> [Provided text]
┌──

Intel® oneAPI Threading Building Blocks
Ask questions and share information about adding parallelism to your applications when using this threading library.

thread versus task


I plan to start off a fixed finite number of operations.  Each of these operations will have a lot of computational work and opportunity nested parallelism in things such as for loops and such.    I like TBB because it handles the nested parallelism automatically - I can start up 2, 4, 8 . . . operations and the nested parallelism can then invoke the remainder of the threads in the tbb thread pool for work in a parallel for.      I am considering two methods to invoke the operations - one is to use a TBB thread for each operation -  (, the other is to create a TBB task for each operation (  Which would be better suited?   I may have a parallel reduction in the middle of the operations which should be across ALL tbb threads (not just a subgroup).    Which is easier to implement?  What else should I be considering - or what factors would affect the decision that I did not list here?

Thanks for discussion of values of one option over the other?

0 Kudos
1 Reply

Hi David,

The are several ideas that should be always considered when choosing thread based versus task based approach.

  • If you have only a computation work without IO operations (or similar ones) that can waste processor time just for waiting for some external activity, it is recommended using task-based approach. The TBB task scheduler creates its own thread pool to utilize the processor as much as possible. Some additional threads usually is not a big issue; however, running too many threads can lead to oversubscription and overall performance degradation;
  • Usually, it is recommended to run as much work on outer level parallelism as possible. So if you have trade-offs to run work on outer-level or nested level, it is better to run on outer level to reduce possible overheads of work stealing approach used by TBB task scheduler;
  • If applicable it is better to use high level parallel algorithms such parallel_for or parallel_reduce because they use tree-based approach to create and spawn tasks;
  • If your algorithm cannot be parallelized with high level parallel algorithms, it is better to use task_group, parallel_invoke and/or flow graph approach instead of explicit tbb::task interface due to its complexity.
  • It is better to run/spawn tasks from different tasks (not from one or few ones) to avoid producer/consume approach because the work-stealing approach may be inefficient in this case;
  • Try to avoid thinking about threads when using task based approach. Create as much reasonably sized tasks as possible or use high level parallel algorithm with auto_partitioner (the default one).

I hope this ideas are reasonable for your algorithm. Feel free to share the details of the algorithm that I can suggest better approach for you.

Regards, Alex

0 Kudos

└──

> [Entries for bounding box labeling]
┌──

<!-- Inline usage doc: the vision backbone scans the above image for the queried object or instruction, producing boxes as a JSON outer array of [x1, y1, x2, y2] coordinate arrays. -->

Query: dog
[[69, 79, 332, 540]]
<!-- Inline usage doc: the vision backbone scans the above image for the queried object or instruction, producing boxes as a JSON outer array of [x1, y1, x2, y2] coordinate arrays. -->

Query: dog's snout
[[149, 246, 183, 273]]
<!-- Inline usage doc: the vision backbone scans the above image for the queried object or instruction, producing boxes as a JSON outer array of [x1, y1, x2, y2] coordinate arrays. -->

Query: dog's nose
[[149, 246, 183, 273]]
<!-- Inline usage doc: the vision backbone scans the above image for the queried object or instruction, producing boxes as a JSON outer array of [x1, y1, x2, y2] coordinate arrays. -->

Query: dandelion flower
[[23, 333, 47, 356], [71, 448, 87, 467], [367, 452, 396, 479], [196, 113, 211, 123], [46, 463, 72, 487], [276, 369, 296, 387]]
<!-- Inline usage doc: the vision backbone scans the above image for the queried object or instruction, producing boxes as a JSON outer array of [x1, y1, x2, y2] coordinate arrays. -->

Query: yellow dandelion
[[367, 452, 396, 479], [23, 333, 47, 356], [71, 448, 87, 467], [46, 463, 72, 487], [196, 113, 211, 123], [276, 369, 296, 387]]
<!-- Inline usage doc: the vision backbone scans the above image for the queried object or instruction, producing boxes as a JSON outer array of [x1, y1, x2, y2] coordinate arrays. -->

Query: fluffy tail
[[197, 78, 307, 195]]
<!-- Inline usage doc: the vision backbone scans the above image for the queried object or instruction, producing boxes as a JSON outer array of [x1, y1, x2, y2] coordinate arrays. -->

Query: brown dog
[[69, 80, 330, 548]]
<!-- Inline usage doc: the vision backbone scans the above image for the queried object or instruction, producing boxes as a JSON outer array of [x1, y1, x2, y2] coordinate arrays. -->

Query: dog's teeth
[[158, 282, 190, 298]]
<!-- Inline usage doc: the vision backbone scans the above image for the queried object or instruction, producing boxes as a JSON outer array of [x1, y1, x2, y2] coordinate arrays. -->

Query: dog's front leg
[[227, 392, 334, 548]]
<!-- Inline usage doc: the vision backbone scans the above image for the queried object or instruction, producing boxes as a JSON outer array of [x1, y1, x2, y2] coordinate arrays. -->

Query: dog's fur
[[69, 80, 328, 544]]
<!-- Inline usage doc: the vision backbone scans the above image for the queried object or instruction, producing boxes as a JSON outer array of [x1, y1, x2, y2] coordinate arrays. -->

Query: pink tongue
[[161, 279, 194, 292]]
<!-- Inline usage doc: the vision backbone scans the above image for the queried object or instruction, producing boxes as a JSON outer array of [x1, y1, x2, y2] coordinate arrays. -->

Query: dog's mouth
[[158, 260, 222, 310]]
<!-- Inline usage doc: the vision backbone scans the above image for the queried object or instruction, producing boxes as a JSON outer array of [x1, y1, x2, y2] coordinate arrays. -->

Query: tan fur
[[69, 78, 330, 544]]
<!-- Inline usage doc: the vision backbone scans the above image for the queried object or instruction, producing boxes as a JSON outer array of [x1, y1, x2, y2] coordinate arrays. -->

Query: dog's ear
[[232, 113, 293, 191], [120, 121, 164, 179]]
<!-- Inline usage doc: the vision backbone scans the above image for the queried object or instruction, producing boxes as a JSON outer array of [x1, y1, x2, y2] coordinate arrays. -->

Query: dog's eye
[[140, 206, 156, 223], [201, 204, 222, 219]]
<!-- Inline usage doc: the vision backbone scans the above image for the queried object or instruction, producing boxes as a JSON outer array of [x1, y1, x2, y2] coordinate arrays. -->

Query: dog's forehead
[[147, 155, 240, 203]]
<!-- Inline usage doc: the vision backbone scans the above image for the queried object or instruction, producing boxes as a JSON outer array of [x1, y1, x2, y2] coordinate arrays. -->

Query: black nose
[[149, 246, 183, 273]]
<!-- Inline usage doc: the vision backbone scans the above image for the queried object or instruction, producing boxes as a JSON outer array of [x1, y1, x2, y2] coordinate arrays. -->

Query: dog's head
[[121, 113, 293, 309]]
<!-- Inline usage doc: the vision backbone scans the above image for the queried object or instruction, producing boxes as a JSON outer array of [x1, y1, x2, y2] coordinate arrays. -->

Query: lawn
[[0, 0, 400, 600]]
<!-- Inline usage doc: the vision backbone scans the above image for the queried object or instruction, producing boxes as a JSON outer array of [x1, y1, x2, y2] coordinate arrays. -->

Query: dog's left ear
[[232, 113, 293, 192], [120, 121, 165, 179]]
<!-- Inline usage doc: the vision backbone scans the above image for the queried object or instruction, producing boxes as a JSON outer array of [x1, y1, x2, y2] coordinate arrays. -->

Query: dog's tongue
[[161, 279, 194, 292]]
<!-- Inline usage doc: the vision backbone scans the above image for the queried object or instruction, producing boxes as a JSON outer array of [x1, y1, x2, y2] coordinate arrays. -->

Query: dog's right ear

└──

> [Exercise tasks]
1. According to the forum thread, which partitioner is the default one?
2. Rename "parallelism" as "concurrency" in the part of the forum thread starting with "Intel® oneAPI Threading" and going on through "this threading library.", and write that part out.

> [Correct answers]
1. The auto_partitioner.

2.
Intel® oneAPI Threading Building Blocks
Ask questions and share information about adding concurrency to your applications when using this threading library.